## [Dataset entries]
+++

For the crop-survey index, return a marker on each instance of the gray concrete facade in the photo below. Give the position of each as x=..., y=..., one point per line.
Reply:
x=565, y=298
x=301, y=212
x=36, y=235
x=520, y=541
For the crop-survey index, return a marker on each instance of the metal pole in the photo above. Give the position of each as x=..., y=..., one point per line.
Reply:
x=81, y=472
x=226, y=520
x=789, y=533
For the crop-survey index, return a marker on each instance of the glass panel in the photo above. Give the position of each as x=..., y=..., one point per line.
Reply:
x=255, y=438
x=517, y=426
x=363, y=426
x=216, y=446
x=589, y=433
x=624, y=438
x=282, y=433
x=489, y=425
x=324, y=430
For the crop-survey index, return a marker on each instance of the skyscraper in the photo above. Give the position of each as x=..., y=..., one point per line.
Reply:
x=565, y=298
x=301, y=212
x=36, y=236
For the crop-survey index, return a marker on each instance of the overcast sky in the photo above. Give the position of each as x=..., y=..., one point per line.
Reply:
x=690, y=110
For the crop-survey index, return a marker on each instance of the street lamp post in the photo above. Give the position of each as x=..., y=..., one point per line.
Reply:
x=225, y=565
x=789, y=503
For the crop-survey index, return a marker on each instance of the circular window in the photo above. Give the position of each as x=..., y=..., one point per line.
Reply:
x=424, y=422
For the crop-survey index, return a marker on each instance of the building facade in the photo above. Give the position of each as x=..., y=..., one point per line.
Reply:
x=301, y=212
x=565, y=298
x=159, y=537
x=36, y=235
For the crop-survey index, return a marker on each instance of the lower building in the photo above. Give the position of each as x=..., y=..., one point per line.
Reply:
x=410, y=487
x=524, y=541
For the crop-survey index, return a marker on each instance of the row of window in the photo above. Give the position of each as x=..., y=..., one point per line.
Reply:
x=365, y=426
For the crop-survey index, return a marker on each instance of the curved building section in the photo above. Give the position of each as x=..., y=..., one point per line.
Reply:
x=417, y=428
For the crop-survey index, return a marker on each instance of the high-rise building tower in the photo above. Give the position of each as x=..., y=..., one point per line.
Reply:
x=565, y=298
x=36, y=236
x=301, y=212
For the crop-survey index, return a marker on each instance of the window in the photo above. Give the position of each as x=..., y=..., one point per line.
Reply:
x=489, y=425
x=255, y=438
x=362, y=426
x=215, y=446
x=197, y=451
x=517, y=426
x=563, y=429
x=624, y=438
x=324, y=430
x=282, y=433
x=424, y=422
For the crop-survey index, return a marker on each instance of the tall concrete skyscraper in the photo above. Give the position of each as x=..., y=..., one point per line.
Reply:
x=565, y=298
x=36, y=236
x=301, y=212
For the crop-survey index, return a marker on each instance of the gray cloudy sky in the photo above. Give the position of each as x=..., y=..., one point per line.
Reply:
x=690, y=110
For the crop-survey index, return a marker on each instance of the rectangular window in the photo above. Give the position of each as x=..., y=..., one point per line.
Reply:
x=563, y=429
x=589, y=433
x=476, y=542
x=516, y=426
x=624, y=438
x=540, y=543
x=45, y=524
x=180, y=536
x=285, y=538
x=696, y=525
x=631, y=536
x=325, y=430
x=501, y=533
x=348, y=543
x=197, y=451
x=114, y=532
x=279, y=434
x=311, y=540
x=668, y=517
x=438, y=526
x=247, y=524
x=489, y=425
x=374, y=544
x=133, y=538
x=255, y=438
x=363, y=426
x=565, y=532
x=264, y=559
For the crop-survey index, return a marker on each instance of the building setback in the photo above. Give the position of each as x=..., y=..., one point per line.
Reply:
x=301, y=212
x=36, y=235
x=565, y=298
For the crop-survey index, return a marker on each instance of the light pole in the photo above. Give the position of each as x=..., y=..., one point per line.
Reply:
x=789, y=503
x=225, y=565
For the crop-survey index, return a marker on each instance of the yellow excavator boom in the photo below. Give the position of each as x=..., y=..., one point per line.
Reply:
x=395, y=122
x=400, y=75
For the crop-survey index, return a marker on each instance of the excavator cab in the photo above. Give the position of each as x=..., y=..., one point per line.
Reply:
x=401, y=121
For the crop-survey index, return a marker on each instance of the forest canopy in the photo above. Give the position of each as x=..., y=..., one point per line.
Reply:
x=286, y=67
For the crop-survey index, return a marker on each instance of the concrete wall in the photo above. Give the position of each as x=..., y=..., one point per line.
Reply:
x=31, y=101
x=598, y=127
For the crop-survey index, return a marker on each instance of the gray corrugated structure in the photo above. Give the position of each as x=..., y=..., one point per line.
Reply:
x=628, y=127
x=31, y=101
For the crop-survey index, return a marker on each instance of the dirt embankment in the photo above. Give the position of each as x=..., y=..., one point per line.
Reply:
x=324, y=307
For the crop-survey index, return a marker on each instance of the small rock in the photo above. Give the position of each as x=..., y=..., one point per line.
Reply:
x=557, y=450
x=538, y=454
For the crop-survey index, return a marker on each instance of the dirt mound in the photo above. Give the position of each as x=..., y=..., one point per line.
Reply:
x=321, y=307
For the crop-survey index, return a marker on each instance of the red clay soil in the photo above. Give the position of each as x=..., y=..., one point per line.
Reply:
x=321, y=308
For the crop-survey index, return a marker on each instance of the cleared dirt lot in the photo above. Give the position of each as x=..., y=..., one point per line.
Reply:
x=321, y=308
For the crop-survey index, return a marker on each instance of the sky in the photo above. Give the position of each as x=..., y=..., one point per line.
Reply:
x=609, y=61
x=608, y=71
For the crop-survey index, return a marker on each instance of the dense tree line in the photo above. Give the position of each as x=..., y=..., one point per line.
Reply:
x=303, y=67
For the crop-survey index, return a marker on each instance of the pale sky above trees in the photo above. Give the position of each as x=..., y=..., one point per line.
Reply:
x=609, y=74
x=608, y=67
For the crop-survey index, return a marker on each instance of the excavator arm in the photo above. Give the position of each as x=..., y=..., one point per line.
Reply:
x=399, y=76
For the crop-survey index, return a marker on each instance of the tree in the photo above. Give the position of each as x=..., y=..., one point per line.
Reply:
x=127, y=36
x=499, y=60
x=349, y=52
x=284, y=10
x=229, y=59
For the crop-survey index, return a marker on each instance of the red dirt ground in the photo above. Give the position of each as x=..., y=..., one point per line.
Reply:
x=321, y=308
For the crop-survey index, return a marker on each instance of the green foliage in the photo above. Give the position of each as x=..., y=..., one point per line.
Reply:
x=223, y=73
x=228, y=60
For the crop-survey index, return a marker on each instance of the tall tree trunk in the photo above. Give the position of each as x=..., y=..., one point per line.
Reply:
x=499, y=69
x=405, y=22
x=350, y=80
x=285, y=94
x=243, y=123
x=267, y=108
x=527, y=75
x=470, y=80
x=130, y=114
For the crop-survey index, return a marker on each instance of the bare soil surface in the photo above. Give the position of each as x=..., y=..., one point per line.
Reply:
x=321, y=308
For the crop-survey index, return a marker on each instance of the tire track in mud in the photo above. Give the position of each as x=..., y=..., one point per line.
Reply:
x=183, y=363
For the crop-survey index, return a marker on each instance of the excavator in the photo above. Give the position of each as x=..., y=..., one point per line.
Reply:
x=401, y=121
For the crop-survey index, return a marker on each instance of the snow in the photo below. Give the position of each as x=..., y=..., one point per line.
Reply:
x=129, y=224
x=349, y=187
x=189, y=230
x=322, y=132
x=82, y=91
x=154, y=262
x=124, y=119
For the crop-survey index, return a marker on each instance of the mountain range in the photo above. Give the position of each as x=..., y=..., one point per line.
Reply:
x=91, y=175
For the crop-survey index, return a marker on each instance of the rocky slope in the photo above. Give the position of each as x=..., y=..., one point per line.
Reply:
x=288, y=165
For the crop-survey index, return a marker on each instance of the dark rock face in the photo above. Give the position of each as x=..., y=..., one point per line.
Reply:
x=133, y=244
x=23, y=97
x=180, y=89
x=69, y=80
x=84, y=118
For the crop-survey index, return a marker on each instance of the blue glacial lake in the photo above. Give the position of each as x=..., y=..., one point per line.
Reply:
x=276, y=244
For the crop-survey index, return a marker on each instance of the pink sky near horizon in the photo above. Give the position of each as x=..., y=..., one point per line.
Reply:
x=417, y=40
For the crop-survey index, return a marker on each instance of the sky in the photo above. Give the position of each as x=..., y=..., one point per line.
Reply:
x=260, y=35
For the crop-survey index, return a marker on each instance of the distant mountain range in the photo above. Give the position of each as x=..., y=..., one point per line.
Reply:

+++

## [What you will do]
Note how many lines in the data above have the string "facade" in them, and give that number by itself.

## [The completed task]
2